— WHAT TO PRODUCE —
Copy the material below line for line, keeping every character unchanged.

— SUPPLIED DATA —
* Start *

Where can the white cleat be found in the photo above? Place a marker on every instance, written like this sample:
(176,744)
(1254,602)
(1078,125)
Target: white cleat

* End *

— ANSWER TO THIS EXERCISE —
Where can the white cleat be found in the photo above? Place a marker on every instance, written like this sample:
(176,744)
(1254,602)
(1078,125)
Target: white cleat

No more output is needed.